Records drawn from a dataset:
:::
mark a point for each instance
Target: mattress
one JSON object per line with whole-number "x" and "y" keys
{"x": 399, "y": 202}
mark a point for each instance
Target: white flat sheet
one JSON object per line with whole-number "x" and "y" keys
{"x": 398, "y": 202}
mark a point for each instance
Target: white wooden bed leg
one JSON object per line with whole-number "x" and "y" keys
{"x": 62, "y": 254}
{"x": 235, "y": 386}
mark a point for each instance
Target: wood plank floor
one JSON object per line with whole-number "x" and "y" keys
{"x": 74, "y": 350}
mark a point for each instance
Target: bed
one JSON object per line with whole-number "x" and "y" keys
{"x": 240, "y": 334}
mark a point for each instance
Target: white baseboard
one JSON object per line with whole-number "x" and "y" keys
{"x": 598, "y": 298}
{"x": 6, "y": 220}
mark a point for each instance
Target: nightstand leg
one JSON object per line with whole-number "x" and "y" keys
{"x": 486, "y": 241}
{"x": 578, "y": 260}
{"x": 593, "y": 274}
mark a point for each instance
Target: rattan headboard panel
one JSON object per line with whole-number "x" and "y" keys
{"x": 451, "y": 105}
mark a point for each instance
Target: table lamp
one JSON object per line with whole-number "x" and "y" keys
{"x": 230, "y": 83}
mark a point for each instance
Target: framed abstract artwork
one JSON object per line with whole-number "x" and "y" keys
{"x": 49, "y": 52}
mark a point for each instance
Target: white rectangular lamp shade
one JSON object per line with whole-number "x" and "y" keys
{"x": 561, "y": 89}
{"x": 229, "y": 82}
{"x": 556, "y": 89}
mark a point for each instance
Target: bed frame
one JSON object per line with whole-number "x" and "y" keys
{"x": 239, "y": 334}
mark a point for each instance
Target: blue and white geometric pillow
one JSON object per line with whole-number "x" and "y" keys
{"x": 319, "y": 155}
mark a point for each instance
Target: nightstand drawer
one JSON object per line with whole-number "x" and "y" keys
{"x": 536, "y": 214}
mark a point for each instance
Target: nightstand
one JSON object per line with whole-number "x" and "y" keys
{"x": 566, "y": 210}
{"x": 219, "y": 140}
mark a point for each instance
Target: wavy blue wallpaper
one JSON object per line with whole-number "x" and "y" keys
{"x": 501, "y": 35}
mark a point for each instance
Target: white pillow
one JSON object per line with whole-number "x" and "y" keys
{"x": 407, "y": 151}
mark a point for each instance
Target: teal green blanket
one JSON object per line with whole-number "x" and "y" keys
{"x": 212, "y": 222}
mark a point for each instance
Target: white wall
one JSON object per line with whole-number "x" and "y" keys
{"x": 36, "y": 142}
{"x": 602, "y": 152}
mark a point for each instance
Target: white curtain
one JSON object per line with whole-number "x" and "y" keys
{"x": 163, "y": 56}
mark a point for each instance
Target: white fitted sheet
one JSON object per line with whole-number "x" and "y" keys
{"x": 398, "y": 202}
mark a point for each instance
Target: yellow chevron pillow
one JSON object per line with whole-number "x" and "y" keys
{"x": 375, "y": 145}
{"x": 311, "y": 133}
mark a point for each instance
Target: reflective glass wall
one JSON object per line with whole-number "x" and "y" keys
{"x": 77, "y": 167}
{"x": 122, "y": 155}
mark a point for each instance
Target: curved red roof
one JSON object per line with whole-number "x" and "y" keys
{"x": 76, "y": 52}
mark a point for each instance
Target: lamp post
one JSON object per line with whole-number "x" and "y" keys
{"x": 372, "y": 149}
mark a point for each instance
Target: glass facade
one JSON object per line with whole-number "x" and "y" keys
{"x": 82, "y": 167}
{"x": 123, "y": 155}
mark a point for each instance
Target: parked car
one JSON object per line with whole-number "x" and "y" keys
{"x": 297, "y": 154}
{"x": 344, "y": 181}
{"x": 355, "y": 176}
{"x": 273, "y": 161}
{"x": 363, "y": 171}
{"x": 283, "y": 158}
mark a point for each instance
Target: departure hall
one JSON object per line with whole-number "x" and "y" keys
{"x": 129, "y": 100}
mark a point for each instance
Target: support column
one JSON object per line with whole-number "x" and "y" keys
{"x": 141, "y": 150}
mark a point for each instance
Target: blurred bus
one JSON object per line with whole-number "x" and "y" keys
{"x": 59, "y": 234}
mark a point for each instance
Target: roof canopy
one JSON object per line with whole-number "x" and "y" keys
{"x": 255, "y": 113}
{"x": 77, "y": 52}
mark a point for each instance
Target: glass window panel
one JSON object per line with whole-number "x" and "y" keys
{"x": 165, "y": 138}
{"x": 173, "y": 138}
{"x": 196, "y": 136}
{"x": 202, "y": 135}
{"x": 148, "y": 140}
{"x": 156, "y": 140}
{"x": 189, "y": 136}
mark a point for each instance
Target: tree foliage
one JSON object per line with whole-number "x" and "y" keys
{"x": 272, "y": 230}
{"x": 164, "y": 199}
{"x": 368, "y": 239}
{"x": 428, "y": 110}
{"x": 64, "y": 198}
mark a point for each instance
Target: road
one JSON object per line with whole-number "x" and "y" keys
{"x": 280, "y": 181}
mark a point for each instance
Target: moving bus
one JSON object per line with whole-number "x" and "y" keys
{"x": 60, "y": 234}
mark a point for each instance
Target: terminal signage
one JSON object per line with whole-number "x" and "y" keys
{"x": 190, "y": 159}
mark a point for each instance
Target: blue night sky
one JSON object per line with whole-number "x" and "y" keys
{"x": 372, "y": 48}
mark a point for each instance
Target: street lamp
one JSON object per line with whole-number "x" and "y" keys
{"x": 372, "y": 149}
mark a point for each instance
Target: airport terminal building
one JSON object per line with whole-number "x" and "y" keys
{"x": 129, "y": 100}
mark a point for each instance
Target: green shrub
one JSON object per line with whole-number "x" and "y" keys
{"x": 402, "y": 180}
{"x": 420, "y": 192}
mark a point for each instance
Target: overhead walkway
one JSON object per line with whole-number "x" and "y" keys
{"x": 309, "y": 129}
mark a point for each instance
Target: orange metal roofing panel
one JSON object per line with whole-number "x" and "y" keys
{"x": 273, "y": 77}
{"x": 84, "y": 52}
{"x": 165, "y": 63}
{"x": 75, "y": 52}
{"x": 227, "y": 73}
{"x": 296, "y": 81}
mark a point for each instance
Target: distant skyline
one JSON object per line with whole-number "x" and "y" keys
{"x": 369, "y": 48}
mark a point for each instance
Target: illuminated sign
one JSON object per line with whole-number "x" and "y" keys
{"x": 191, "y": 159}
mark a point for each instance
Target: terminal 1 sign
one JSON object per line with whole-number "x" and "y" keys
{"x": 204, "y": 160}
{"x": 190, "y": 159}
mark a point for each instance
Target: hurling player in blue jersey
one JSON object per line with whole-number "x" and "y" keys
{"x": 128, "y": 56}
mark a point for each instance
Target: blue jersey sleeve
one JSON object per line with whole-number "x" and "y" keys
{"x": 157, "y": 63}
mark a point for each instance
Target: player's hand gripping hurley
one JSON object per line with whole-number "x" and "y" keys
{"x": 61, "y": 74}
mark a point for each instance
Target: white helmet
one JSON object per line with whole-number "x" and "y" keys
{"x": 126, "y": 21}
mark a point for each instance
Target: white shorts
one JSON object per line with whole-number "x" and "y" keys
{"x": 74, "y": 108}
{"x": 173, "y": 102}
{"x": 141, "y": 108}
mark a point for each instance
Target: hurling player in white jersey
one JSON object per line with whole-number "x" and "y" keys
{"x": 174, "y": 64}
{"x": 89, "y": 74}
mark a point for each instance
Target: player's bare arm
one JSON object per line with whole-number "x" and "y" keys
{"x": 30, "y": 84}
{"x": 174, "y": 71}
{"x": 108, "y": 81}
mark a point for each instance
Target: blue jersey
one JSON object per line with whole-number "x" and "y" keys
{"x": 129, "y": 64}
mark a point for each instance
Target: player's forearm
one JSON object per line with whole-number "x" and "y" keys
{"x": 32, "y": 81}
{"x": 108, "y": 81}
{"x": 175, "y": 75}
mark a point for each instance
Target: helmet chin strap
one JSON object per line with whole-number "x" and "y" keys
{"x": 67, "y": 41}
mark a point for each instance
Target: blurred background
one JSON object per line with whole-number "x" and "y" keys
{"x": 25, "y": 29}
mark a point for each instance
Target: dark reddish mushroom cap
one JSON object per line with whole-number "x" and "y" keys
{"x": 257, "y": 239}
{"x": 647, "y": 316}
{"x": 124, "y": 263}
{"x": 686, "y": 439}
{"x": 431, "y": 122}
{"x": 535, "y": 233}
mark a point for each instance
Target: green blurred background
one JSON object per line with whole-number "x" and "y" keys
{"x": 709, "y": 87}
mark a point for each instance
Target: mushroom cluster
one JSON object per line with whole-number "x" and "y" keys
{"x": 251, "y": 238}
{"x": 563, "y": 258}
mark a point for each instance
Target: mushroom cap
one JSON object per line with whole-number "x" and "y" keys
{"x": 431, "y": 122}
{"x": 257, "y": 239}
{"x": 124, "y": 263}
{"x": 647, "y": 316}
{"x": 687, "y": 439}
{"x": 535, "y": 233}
:::
Assignment:
Note down each line above where the word "pillow" occurs.

Answer section:
Target: blue and white geometric pillow
Target: white pillow
Target: yellow chevron pillow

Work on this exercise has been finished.